##### EXERCISE INPUT

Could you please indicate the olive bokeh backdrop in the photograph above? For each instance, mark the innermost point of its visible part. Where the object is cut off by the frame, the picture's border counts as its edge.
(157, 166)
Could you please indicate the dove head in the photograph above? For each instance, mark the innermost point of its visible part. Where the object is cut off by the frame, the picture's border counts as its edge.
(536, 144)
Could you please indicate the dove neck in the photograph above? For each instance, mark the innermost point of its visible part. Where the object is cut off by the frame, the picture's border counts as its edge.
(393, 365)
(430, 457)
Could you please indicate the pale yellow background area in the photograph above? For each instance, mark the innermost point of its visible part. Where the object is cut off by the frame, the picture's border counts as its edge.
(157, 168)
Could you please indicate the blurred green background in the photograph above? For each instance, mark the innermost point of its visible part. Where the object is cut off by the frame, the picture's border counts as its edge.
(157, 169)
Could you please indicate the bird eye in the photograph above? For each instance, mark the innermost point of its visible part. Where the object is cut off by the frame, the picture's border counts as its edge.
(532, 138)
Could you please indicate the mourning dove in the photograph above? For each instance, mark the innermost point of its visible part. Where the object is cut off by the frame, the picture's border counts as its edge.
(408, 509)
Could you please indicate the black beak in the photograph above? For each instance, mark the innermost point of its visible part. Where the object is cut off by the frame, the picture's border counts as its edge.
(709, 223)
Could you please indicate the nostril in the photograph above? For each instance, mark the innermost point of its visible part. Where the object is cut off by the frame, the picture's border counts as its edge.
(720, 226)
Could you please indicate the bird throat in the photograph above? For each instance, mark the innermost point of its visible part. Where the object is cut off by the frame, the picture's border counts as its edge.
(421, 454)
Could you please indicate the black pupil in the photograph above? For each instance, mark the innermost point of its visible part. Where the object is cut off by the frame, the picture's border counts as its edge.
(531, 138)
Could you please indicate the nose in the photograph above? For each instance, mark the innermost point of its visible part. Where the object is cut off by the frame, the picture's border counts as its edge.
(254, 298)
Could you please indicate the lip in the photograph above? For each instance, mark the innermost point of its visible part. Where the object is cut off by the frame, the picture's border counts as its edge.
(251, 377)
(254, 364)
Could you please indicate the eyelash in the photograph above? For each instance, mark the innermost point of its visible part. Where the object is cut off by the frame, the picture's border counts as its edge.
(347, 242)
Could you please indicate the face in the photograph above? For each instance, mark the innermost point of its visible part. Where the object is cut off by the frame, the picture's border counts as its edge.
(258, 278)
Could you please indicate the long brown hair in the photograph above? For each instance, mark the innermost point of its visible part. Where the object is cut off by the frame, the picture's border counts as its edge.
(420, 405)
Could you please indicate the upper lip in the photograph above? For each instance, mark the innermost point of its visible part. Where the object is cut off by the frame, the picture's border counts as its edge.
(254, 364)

##########

◆ EXERCISE BRIEF ◆
Repeat each record above precisely as written.

◆ RESPONSE TO THIS EXERCISE ◆
Could you please indicate the olive bokeh backdrop in the photograph above? For each instance, mark the innermost point of its visible part. Where the object is cut off by the frame, the picture's border counts as its edge.
(157, 166)
Could you please indicate the dove head in the photograph above? For each instance, mark the innermost point of its visible part. Where the object is cut off by the frame, the picture's border counts as its edge.
(536, 144)
Could you please indicate the dove neck in the photograph above? For each instance, mark the innermost point of its visible part. Where the object is cut off by the frame, the picture's border counts as its edge.
(393, 365)
(430, 457)
Could you please indicate the pale yellow background area in the photograph above? For each instance, mark the innermost point of its visible part. Where the object is cut off by the frame, the picture's border counts as its edge.
(157, 168)
Could you please indicate the blurred green background in the photograph above? For each instance, mark the innermost point of its visible part. Where the object is cut off by the frame, the picture's border counts as its edge.
(157, 169)
Could you please indicate the bird eye in the photograph above? For each instance, mark the innermost point of its visible part. Where the object is cut off by the frame, the picture's border counts as its edge.
(532, 138)
Could you please indicate the mourning dove in the photograph above? For each instance, mark the innermost point of its visible part. Where the object is cut off by the frame, the picture's border counts as its edge.
(408, 509)
Could you please indicate the black beak in the photograph above? For each instance, mark the innermost point of its visible part. Where the object is cut off by the frame, the picture's border counts as its edge.
(709, 223)
Could you please indicate the nostril in the photograph above? For each instance, mark the innermost point of its visible part. Where the object is cut off by the frame, the picture's border counts as its edge.
(720, 226)
Could you please indicate the bird throat in the photograph above? For each instance, mark the innermost point of its visible part. Where the object is cut off by the frame, the picture's border counts as its edge.
(421, 454)
Could you please indicate the black pupil in the photograph above? For each instance, mark the innermost point of its visible part. Where the object is cut off by the frame, the picture's border counts as its edge.
(531, 138)
Could you please indicate the nose in the photograph above? For each instance, mark the innermost point of its visible part. Where the object is cut off by the frame, the picture's border counts as its edge.
(254, 298)
Could you please indicate the lip in the photograph above? For each instance, mark the innermost point of its visible part. Where the object is cut off by the frame, the picture's border counts as its edge.
(251, 377)
(254, 364)
Could you please indicate the eyelash in the photograph above? For each instance, mark the innermost point of its visible part. Where the object is cut off by the frame, the picture's border counts as its edge.
(347, 242)
Could you please indicate the face in the photograph above? For each instance, mark the innermost point of its visible part. Where the object is cut off by the frame, the picture's border counts as its edge.
(258, 278)
Could you please indicate the long brown hair in the photograph above? For each instance, mark the innermost point of its visible part. Where the object is cut off by the frame, the picture's border counts as its edge.
(420, 405)
Could you please indicate the upper lip in the photograph above? For each instance, mark the innermost point of its visible part. Where the object is cut off by the frame, the picture's border counts as its edge.
(254, 364)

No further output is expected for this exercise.